_SELECTED TEXT_
FAQ: LLM API Pricing 2026

What is the cheapest LLM API available in 2026?

The cheapest hosted LLM option is Llama 3.2 3B on DeepInfra at $0.02 per 1M tokens for both input and output. Among proprietary providers, Gemini 2.5 Flash-Lite and Mistral Small 3.1 are tied at $0.10/1M input. For general-purpose work with a major provider, GPT-4o mini at $0.15 / $0.60 remains one of the most cost-effective choices with reliable quality.

How do batch API discounts work and when should I use them?

Batch API (sometimes called async API) lets you submit jobs that run within a 24-hour window instead of returning results in real time. In exchange, providers offer 50% off standard pricing. This is suitable for offline data processing, document summarization, content moderation queues, and any workload without a real-time latency requirement. Anthropic, OpenAI, and Google all support batch mode. At scale, this discount alone can reduce your monthly API bill by half.

Which model has the largest context window in 2026?

Grok 4 by xAI leads with a 2M token context window at $3.00 / $15.00 per 1M tokens. Among more affordable models, Claude Opus 4.6, Claude Sonnet 4.6, Gemini 2.5 Pro, Gemini 2.5 Flash, and Gemini 2.5 Flash-Lite all support 1M token contexts. GPT models are generally capped at 128K–200K tokens.

Is DeepSeek a reliable alternative to OpenAI and Anthropic for production use?

DeepSeek models (R1, V3.2, V4) have gained significant traction in 2025-2026 as cost-effective alternatives, particularly for code and reasoning tasks. DeepSeek-R1 at $0.55 / $2.19 with 90% cache read discounts competes closely with models costing 3-4x more. However, for regulated industries or applications with data residency requirements, verify whether DeepSeek’s API infrastructure meets your compliance needs before committing to production use.

How should I choose between Claude Sonnet 4.6 and GPT-4o for my application?

Both are mid-range models with strong general capabilities. Claude Sonnet 4.6 ($3.00 / $15.00, 1M context) is more expensive but supports much longer context windows than GPT-4o ($2.50 / $10.00, 128K context). If your application involves long documents, multi-turn conversations, or large codebases, Claude Sonnet’s 1M context window provides significant architectural advantages. For shorter context workloads where cost is the primary concern, GPT-4o or GPT-4.1 are more economical.



Last updated: 2026-03-26

_INFORMATION SHOWN_
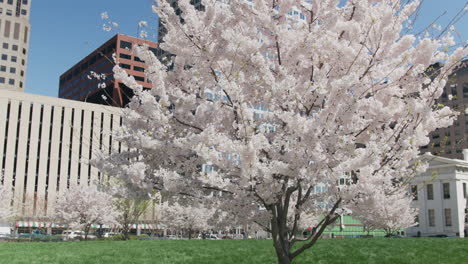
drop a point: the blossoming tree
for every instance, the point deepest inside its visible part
(82, 206)
(191, 218)
(387, 208)
(280, 97)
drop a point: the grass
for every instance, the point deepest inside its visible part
(333, 251)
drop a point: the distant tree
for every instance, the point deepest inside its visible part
(384, 208)
(81, 206)
(130, 209)
(6, 210)
(191, 218)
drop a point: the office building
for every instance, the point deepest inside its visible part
(78, 84)
(14, 43)
(45, 145)
(449, 142)
(440, 194)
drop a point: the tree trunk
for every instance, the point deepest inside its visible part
(283, 257)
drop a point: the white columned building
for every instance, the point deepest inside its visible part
(440, 194)
(14, 43)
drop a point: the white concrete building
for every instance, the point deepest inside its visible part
(45, 145)
(441, 196)
(14, 43)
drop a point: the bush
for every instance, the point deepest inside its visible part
(118, 237)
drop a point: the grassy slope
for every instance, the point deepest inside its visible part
(381, 251)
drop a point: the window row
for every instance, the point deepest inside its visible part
(13, 70)
(128, 46)
(129, 57)
(447, 217)
(16, 31)
(10, 82)
(10, 2)
(87, 64)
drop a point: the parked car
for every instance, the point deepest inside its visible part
(72, 235)
(110, 234)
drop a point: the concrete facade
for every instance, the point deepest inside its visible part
(45, 145)
(449, 142)
(440, 194)
(14, 43)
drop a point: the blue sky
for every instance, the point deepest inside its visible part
(63, 32)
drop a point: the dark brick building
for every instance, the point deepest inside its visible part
(75, 83)
(449, 142)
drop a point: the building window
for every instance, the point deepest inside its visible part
(431, 215)
(430, 192)
(125, 45)
(6, 32)
(446, 189)
(136, 68)
(125, 66)
(448, 217)
(16, 31)
(125, 56)
(414, 192)
(138, 59)
(138, 78)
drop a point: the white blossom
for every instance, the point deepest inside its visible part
(82, 205)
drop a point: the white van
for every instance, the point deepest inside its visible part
(71, 235)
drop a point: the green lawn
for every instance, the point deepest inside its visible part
(357, 250)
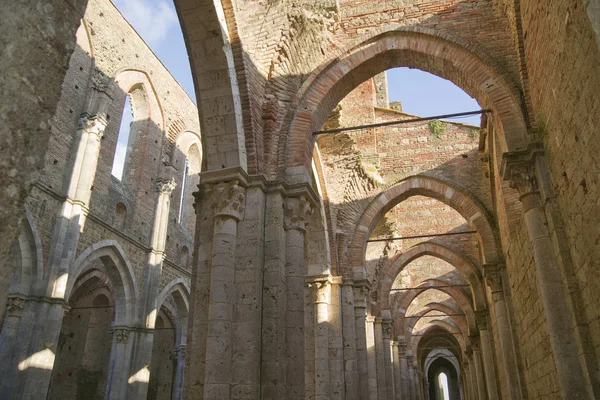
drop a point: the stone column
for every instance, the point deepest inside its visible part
(119, 365)
(486, 354)
(228, 203)
(371, 359)
(144, 337)
(380, 357)
(521, 170)
(351, 380)
(321, 294)
(493, 278)
(387, 356)
(397, 371)
(403, 368)
(179, 372)
(479, 374)
(360, 292)
(296, 212)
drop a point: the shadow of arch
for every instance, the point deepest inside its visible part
(464, 203)
(115, 265)
(27, 259)
(424, 49)
(442, 251)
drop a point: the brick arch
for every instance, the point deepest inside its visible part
(457, 320)
(420, 185)
(216, 58)
(435, 284)
(422, 49)
(444, 252)
(117, 268)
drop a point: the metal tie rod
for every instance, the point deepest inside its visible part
(406, 121)
(421, 236)
(429, 287)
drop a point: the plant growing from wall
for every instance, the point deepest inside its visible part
(437, 127)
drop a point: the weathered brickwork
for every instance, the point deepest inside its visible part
(275, 291)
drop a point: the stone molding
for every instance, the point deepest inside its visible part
(166, 186)
(92, 124)
(228, 199)
(492, 274)
(15, 306)
(296, 211)
(519, 168)
(481, 319)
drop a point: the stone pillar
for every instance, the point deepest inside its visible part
(479, 374)
(179, 372)
(486, 354)
(380, 357)
(119, 365)
(387, 356)
(360, 291)
(397, 371)
(404, 387)
(321, 294)
(351, 380)
(144, 337)
(228, 203)
(371, 359)
(493, 278)
(521, 170)
(296, 212)
(410, 376)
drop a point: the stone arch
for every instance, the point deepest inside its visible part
(179, 290)
(467, 205)
(147, 126)
(220, 94)
(442, 251)
(434, 284)
(27, 259)
(118, 269)
(416, 48)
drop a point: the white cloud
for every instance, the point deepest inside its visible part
(151, 18)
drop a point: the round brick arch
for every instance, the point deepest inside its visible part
(435, 284)
(216, 59)
(415, 48)
(420, 185)
(453, 257)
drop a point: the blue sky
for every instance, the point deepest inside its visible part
(420, 92)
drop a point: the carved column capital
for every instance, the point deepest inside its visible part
(296, 212)
(481, 319)
(121, 334)
(165, 186)
(15, 306)
(493, 277)
(321, 289)
(518, 167)
(92, 125)
(229, 199)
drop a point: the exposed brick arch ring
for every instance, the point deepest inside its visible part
(434, 284)
(458, 260)
(420, 185)
(441, 56)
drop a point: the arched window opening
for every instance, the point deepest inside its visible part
(443, 386)
(162, 367)
(84, 345)
(123, 140)
(120, 216)
(190, 180)
(184, 257)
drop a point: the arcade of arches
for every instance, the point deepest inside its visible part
(239, 256)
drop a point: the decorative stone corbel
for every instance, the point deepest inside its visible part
(296, 212)
(228, 199)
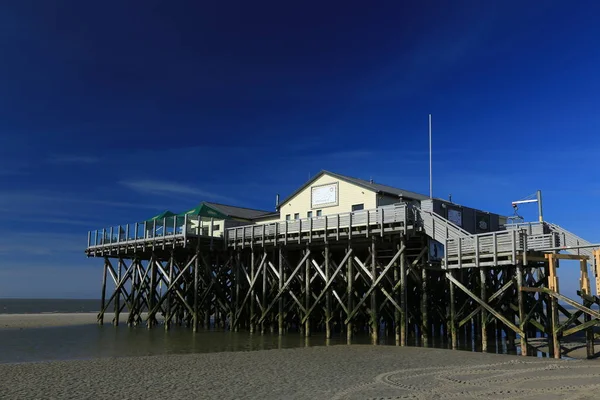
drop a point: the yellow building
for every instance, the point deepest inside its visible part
(330, 193)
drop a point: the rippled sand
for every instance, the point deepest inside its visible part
(334, 372)
(326, 372)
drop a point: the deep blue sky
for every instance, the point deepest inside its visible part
(111, 112)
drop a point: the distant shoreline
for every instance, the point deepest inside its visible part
(46, 320)
(326, 372)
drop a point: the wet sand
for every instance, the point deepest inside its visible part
(333, 372)
(27, 321)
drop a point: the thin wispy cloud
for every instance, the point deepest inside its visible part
(54, 243)
(73, 159)
(163, 188)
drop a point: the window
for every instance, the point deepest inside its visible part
(358, 207)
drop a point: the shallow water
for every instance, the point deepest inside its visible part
(93, 341)
(36, 306)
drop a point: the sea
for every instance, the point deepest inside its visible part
(94, 341)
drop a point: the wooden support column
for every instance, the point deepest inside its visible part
(152, 290)
(452, 319)
(424, 316)
(169, 298)
(235, 288)
(397, 298)
(585, 287)
(264, 289)
(403, 295)
(131, 318)
(196, 289)
(553, 285)
(521, 305)
(252, 294)
(327, 296)
(483, 295)
(280, 314)
(103, 295)
(349, 294)
(118, 297)
(596, 254)
(307, 293)
(374, 315)
(208, 294)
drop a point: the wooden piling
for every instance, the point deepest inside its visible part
(374, 320)
(403, 295)
(196, 293)
(452, 317)
(327, 295)
(252, 292)
(103, 295)
(483, 296)
(118, 297)
(424, 308)
(280, 314)
(349, 295)
(307, 294)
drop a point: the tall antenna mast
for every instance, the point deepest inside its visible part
(430, 168)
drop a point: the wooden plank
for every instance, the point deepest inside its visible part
(486, 306)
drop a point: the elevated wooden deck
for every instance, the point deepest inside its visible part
(140, 238)
(381, 221)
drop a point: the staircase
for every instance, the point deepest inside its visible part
(568, 239)
(439, 228)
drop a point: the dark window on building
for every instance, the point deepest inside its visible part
(358, 207)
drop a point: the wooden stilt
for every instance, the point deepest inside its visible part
(585, 288)
(424, 308)
(398, 297)
(403, 295)
(118, 297)
(195, 321)
(103, 296)
(521, 305)
(280, 314)
(307, 294)
(374, 315)
(264, 293)
(327, 296)
(483, 296)
(349, 296)
(452, 319)
(169, 299)
(553, 285)
(252, 292)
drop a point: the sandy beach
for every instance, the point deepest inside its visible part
(25, 321)
(334, 372)
(323, 372)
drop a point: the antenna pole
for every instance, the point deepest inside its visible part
(430, 168)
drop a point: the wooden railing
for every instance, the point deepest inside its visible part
(149, 232)
(374, 219)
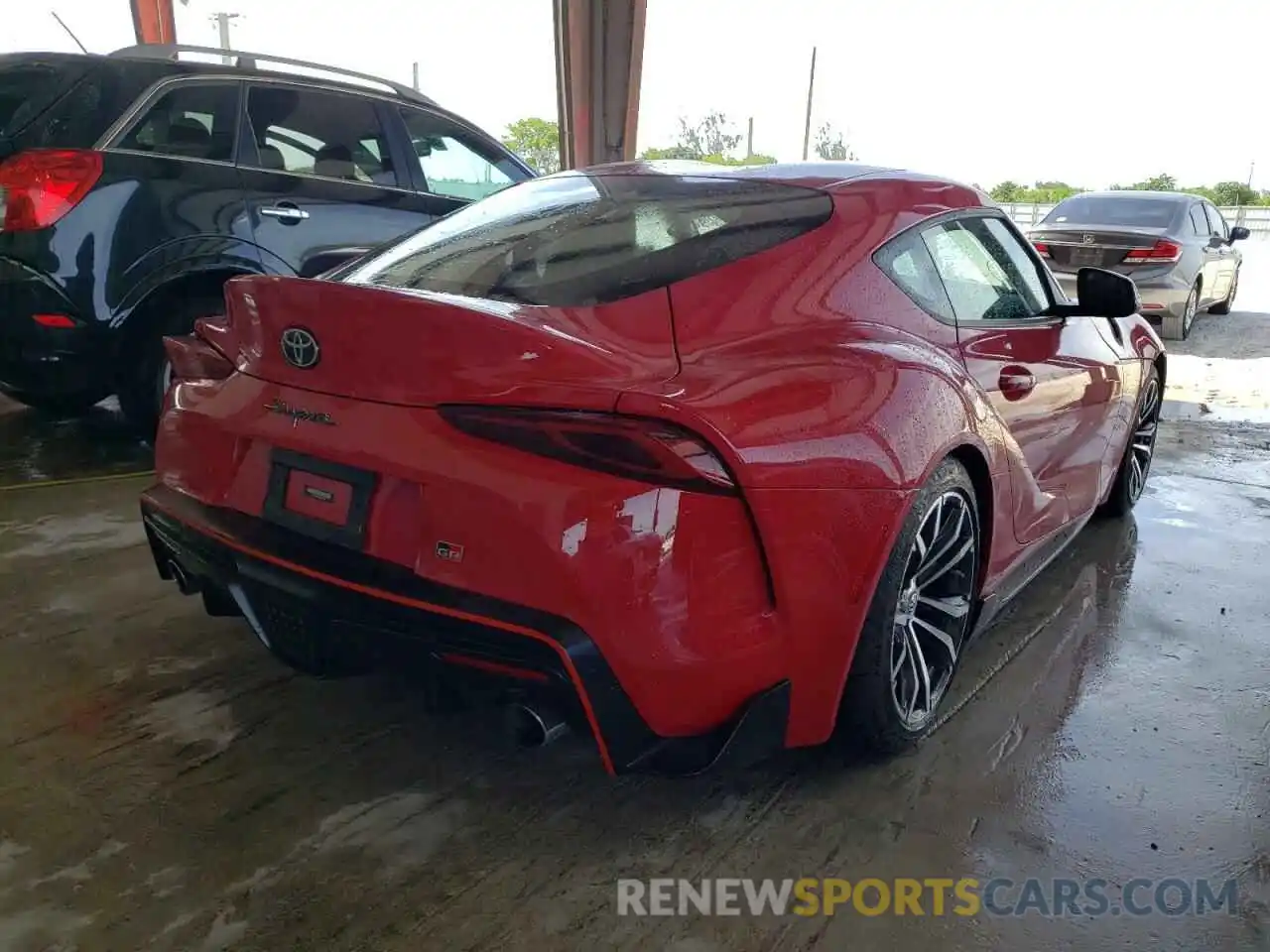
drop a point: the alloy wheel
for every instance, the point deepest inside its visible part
(1143, 445)
(933, 608)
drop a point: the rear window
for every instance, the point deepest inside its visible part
(574, 240)
(30, 87)
(1109, 209)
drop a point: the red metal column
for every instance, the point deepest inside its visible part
(153, 21)
(599, 53)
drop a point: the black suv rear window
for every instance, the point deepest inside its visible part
(28, 87)
(574, 240)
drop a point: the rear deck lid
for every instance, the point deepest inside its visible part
(1098, 230)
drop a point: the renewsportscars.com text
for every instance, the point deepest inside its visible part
(930, 896)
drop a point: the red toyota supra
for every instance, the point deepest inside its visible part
(699, 461)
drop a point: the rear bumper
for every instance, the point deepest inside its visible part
(46, 361)
(293, 579)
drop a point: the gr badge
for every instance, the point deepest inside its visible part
(449, 552)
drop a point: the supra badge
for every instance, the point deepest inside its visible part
(296, 413)
(449, 552)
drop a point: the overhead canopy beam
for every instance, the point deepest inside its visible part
(153, 22)
(599, 53)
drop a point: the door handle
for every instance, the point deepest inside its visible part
(285, 211)
(1016, 382)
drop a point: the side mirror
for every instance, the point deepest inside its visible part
(1102, 294)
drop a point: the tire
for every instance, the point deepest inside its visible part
(1139, 451)
(60, 405)
(885, 673)
(1176, 326)
(145, 384)
(1223, 307)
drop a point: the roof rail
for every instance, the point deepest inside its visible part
(248, 61)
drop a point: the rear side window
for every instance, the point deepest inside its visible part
(1198, 223)
(985, 271)
(316, 132)
(575, 240)
(190, 121)
(907, 262)
(1215, 221)
(453, 163)
(30, 87)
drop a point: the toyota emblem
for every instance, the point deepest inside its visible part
(300, 348)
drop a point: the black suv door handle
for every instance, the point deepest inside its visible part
(286, 212)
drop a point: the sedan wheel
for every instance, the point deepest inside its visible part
(1228, 301)
(931, 611)
(1178, 326)
(917, 622)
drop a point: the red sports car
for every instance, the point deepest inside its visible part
(702, 461)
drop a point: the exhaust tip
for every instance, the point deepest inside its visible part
(534, 726)
(185, 584)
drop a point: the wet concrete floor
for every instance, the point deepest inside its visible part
(166, 784)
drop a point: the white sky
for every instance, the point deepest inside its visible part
(1089, 91)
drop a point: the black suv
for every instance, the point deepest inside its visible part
(134, 185)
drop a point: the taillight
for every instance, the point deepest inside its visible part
(194, 358)
(1162, 253)
(633, 447)
(40, 185)
(53, 320)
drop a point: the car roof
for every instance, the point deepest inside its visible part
(1135, 193)
(194, 67)
(820, 175)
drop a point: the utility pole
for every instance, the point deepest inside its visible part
(68, 31)
(811, 93)
(222, 26)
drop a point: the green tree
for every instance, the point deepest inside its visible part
(1233, 193)
(829, 145)
(708, 140)
(670, 153)
(536, 141)
(1052, 191)
(1007, 191)
(1156, 182)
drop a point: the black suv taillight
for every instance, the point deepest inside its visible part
(40, 185)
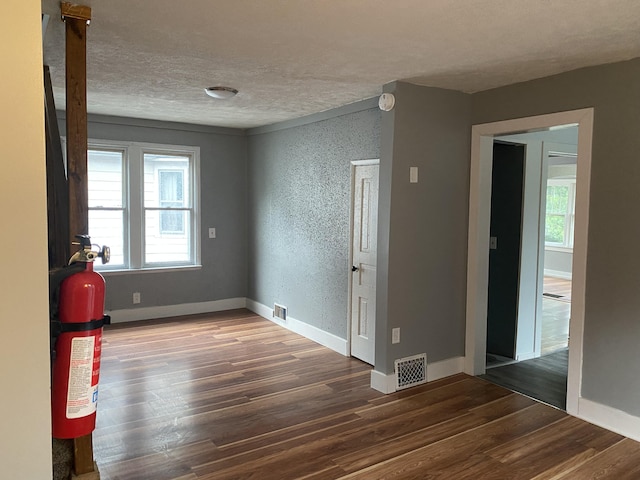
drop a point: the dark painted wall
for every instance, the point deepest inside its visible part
(611, 364)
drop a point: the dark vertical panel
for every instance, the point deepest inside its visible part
(504, 261)
(57, 189)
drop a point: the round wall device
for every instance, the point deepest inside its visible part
(386, 102)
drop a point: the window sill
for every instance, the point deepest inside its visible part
(137, 271)
(554, 248)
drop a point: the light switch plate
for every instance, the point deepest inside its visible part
(413, 174)
(395, 335)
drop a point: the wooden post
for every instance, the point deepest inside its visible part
(76, 18)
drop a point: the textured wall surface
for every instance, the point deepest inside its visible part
(299, 204)
(423, 226)
(611, 363)
(222, 205)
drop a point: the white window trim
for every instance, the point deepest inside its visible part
(134, 207)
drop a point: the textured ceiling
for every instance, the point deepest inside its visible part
(289, 58)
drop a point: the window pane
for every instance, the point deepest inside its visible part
(554, 228)
(557, 199)
(167, 248)
(104, 171)
(106, 228)
(166, 181)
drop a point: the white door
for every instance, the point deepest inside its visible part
(363, 271)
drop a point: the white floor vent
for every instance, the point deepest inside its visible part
(280, 311)
(411, 371)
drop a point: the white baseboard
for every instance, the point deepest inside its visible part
(435, 371)
(609, 418)
(146, 313)
(444, 368)
(526, 356)
(557, 274)
(325, 339)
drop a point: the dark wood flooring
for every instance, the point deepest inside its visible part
(233, 396)
(543, 378)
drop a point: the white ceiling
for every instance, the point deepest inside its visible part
(289, 58)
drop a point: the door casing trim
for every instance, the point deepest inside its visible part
(482, 136)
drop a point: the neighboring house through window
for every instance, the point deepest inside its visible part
(143, 203)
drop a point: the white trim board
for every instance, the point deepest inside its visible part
(557, 274)
(609, 418)
(325, 339)
(386, 383)
(146, 313)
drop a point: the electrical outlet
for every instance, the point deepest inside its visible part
(395, 335)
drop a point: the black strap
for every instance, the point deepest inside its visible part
(85, 326)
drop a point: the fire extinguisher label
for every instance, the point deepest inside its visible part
(82, 397)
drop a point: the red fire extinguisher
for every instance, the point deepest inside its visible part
(77, 321)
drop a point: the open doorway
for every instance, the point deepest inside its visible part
(528, 328)
(483, 137)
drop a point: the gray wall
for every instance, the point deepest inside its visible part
(422, 240)
(299, 204)
(223, 192)
(611, 366)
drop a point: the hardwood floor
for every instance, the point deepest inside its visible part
(233, 396)
(543, 378)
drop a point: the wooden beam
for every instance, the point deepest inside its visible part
(76, 19)
(78, 12)
(83, 455)
(76, 109)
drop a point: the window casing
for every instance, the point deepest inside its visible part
(560, 213)
(143, 204)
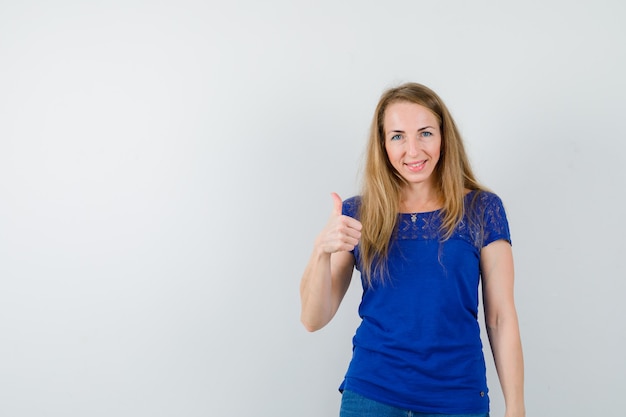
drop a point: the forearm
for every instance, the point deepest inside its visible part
(506, 346)
(316, 292)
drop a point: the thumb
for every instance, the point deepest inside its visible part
(337, 204)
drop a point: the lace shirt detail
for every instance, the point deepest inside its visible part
(484, 221)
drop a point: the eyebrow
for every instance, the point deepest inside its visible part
(402, 131)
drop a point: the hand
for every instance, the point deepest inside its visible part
(342, 233)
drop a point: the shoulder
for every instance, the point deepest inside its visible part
(483, 198)
(486, 208)
(351, 206)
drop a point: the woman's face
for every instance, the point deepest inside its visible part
(412, 141)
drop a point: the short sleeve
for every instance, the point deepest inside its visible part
(496, 225)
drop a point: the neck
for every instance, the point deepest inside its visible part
(418, 201)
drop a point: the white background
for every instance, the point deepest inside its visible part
(166, 165)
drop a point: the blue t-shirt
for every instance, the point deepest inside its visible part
(418, 346)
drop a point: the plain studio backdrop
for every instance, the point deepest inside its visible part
(165, 167)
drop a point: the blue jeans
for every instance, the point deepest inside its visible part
(355, 405)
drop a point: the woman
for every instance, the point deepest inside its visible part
(423, 233)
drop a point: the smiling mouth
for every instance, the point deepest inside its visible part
(416, 165)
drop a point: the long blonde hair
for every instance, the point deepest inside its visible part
(382, 184)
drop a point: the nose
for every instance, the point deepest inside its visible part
(414, 147)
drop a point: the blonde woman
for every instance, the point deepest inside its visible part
(423, 233)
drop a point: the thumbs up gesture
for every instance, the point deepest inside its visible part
(341, 233)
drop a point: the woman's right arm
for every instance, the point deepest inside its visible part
(327, 276)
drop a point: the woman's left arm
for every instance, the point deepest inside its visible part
(496, 263)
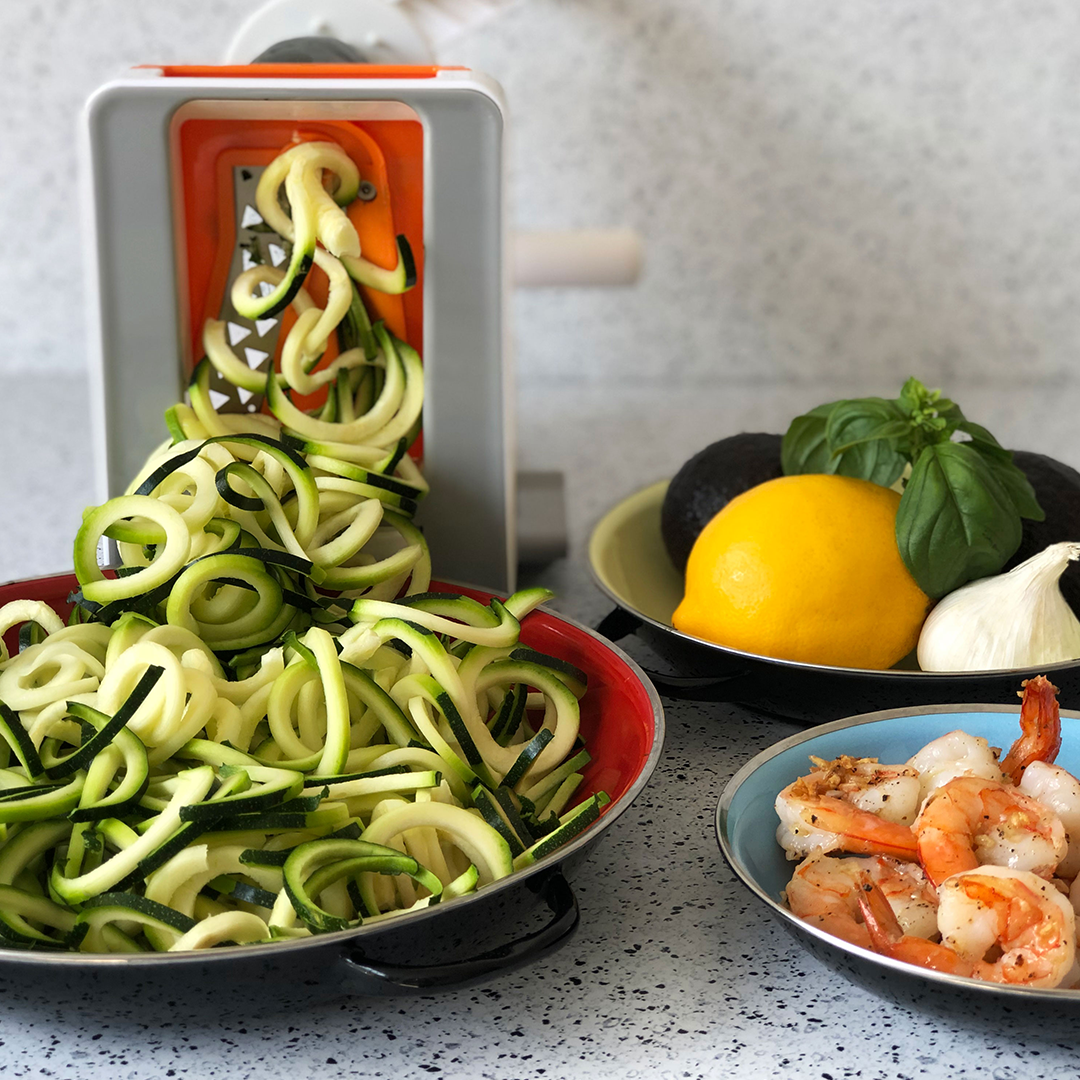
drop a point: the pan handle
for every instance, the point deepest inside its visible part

_WORK REQUEST 1_
Reproduce the passage of the pricing FAQ from "How should I" to "are more economical.".
_WORK REQUEST 2_
According to the pricing FAQ, how much off standard pricing do providers offer for batch API jobs?

_YOUR RESPONSE 1_
How should I choose between Claude Sonnet 4.6 and GPT-4o for my application?

Both are mid-range models with strong general capabilities. Claude Sonnet 4.6 ($3.00 / $15.00, 1M context) is more expensive but supports much longer context windows than GPT-4o ($2.50 / $10.00, 128K context). If your application involves long documents, multi-turn conversations, or large codebases, Claude Sonnet’s 1M context window provides significant architectural advantages. For shorter context workloads where cost is the primary concern, GPT-4o or GPT-4.1 are more economical.

_YOUR RESPONSE 2_
50% off standard pricing.